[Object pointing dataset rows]
------------------------------------------------------------

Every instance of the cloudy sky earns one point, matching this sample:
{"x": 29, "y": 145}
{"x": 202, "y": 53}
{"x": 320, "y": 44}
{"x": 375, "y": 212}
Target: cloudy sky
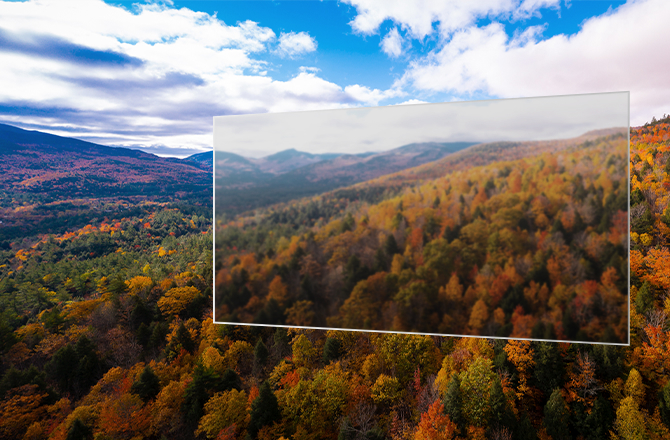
{"x": 366, "y": 129}
{"x": 152, "y": 75}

------------------------------------------------------------

JOB:
Can you output the lines of these records without any changes, leaving out the pictures?

SOLUTION FOR THIS PROBLEM:
Every instance of the cloudy sky earns one point, matching this sample:
{"x": 29, "y": 145}
{"x": 202, "y": 53}
{"x": 320, "y": 44}
{"x": 375, "y": 212}
Target: cloudy sky
{"x": 366, "y": 129}
{"x": 152, "y": 75}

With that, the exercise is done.